Reading passage.
# Testing the purity of zinc



## qst42know (Mar 29, 2009)

Is there a simple test that can be done with common chemicals to test the purity of zinc?


----------



## Lou (Mar 30, 2009)

It should dissolve in dilute sulfuric acid with much hydrogen evolution to yield a clear solution with no sediment whatsoever.

If it can do that, it is probably pure enough for use. The offending ingredient in most atomized/powdered products seems to be fumed silica. Cab-O-Sil is the trade name.


Lou


----------



## qst42know (Mar 30, 2009)

Thanks Lou.

I suppose now is a bad time to mention that the material in question is a cast grounding anode not a powder.  

Would any possible aluminum content dissolved in sulfuric leave a residue or color in solution?


----------



## Anonymous (Mar 30, 2009)

was it a sacrafical (speeeling, LOL) anode in a previous life?


----------



## LittleJohnnyH2SO4 (Mar 31, 2009)

I'd just buy good, clean material in bulk from a metals supplier and not have to worry about purity. It's cheap enough stuff. I've gotten some metals from this company before and they were good, except the packaging was mildly lacking for some of what I bought. It would be a non-issue for a shipment of ingots like these, though: http://www.rotometals.com/product-p/zincingots.htm


----------



## Harold_V (Mar 31, 2009)

qst42know said:


> Thanks Lou.
> 
> I suppose now is a bad time to mention that the material in question is a cast grounding anode not a powder.
> 
> Would any possible aluminum content dissolved in sulfuric leave a residue or color in solution?



If you'd like to determine if there's aluminum present, instead of sulfuric, dissolve a trace in nitric instead. Aluminum won't dissolve, so if you find any traces of solids, you'll know it may contain aluminum. Any discoloration of the solution is an indicator that there is something besides zinc present. Blue=copper (or nickel). 

I dissolve zinc scrap to make a spray for killing moss on our roofs. Any copper that is present remains undissolved in the end. The solution is free of color. 

Harold


----------



## qst42know (Mar 31, 2009)

I'll test some both ways. If it tests well enough I'll use this material for scavenging the last PM's from my stock pot. It would probably be best to buy an ingot of known purity for any critical work.

Thanks for the help.


----------



## Harold_V (Mar 31, 2009)

If you're worrying about your stock pot, use scrap steel. You can usually find it free, and it doesn't create problems down the road. Zinc is fine, too, but not necessary..

Harold


----------



## qst42know (May 25, 2009)

A small sample dissolved completely in battery fluid (sulfuric). 

Encouraged by this I tried to melt and shot a small piece. The result was just before it began to melt it ignited. :shock:  

Anyone have any use for magnesium?

A quick check on the Internet indicates high quality direct burial anodes are magnesium not zinc.


----------



## Platdigger (May 25, 2009)

How much do you have?

Direction A. Please recast the rows below as a numbered list, leaving out blank lines and covering everything from the line containing "Expected: for every instance of the red car" down to the end of the rows.

Input data.
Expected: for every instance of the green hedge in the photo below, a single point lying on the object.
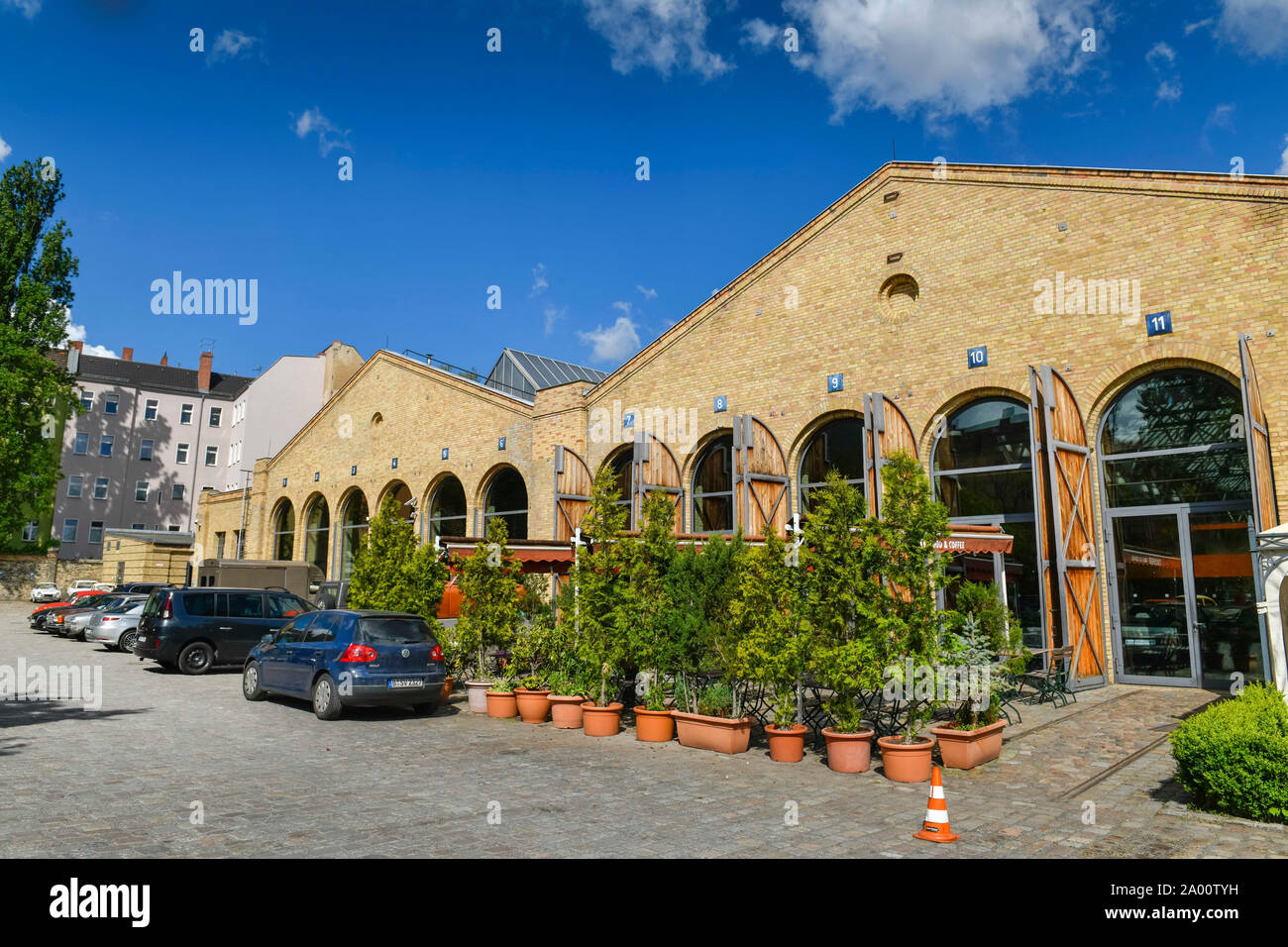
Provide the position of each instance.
(1234, 755)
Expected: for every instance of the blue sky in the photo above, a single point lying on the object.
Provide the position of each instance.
(518, 167)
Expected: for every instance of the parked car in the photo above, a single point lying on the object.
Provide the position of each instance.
(339, 659)
(117, 626)
(73, 621)
(39, 617)
(46, 591)
(196, 629)
(80, 585)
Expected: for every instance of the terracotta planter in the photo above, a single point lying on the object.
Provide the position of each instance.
(566, 711)
(848, 753)
(502, 705)
(906, 762)
(967, 749)
(600, 722)
(533, 705)
(719, 733)
(653, 725)
(477, 693)
(786, 745)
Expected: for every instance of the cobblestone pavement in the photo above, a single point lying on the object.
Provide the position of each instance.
(273, 780)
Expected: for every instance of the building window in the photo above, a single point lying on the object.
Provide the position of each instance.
(836, 446)
(283, 532)
(507, 497)
(355, 527)
(712, 487)
(317, 534)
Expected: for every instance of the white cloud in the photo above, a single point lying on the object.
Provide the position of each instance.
(330, 137)
(664, 35)
(943, 56)
(553, 315)
(613, 344)
(1257, 26)
(232, 43)
(76, 333)
(27, 8)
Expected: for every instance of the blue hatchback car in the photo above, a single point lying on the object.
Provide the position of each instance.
(346, 657)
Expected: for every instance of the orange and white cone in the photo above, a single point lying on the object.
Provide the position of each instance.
(936, 828)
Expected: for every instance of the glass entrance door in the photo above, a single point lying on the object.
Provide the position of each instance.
(1185, 598)
(1155, 620)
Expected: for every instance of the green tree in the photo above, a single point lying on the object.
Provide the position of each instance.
(37, 270)
(391, 571)
(489, 596)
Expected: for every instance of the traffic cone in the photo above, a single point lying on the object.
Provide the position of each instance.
(935, 827)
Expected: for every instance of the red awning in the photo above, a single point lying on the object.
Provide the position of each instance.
(969, 538)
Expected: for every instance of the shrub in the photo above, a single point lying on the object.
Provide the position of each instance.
(1234, 755)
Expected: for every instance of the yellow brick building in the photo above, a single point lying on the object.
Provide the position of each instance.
(1091, 360)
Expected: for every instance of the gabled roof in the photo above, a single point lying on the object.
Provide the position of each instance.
(542, 372)
(159, 377)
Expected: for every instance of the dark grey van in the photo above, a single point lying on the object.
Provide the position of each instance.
(196, 629)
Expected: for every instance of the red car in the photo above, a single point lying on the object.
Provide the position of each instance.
(38, 617)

Direction B. Continue the thread on testing the purity of zinc, picking up after its last post.

Expected output A.
1. Expected: for every instance of the red car in the photo above, a single point lying on the object.
2. Provide the position of each instance.
3. (38, 617)

Expected output B.
btw, that must have been startling......the stuff burns bright


----------



## qst42know (May 25, 2009)

One anode is 3-1/4 pounds, the other is 7-1/8 pounds.


----------



## Lou (May 25, 2009)

Magnesium is one heck of a reducing agent. It will work in lieu of zinc, but it will bring down everything.


----------



## goldsilverpro (May 25, 2009)

We used to use magnesium to drop rhodium out of Rh plating solutions.


----------



## Platdigger (May 25, 2009)

I read that zinc is flamable.


----------



## qst42know (May 25, 2009)

I understand zinc dust is flammable. 

But this burned from a solid piece. Just as it began to slump a little a couple sparkles from a corner and poof, most of it was gone. I dumped the remains still burning into the water where it danced around on the surface for a while, still burning. I found one little nugget of metal in the water the rest was ash and white smoke.


----------



## lazersteve (May 25, 2009)

It may be zinc after all as I recall a high school chemistry class where we lit a ribbon of magnesium and placed it in a burette of water. 

The ribbon burned under water and produced hydrogen gas which we collected from the burette.

I also remember one of my firemen friends telling me that the rims on some VWs are made of magnesium and they can not extinguish them with water.

Steve


----------



## Platdigger (May 25, 2009)

Thats right, I have burned magnesium and when you throw water on it it flames up even much more.


----------



## qst42know (May 25, 2009)

Hmm.

So back to the original question but with a twist.

Is there a simple test that can be done with common chemicals to test the purity of an unknown metal, originally cast as an anode, that resembles both zinc and/or magnesium, may be a combination of both, and dissolves completely in sulfuric? 
:lol: 

I don't think this puzzle will be solved in my driveway lab :wink:


----------



## Lou (May 25, 2009)

I recall a qualitative test for zinc, but I want to look it up to have the specifics. I'll post it tomorrow evening.


Steve, most high performance sportscars have a lot of magnesium in them. Mag rims are fairly common as they're some 30% lighter than regular aluminum alloy. I think the firefighter was thinking of a magnesium transmission from a VW; VW's are notorious for having magnesium transmissions (in fact I have one such myself).


----------



## jimdoc (May 25, 2009)

Run flat tires are supposed to have magnesium inside there, I haven't seen any. Still looking for one to come into the junkyard.
Jim


----------



## solar seeker (Aug 4, 2010)

I would like some magnesium how much are you selling it for ? 
By the way I would use pennies, AA,AAA,C,or D size (not alkaline) battery casings for zinc unless I could find a cheaper and or larger source for zinc metal.


----------



## Anonymous (Aug 4, 2010)

jimdoc said:


> Run flat tires are supposed to have magnesium inside there, I haven't seen any. Still looking for one to come into the junkyard.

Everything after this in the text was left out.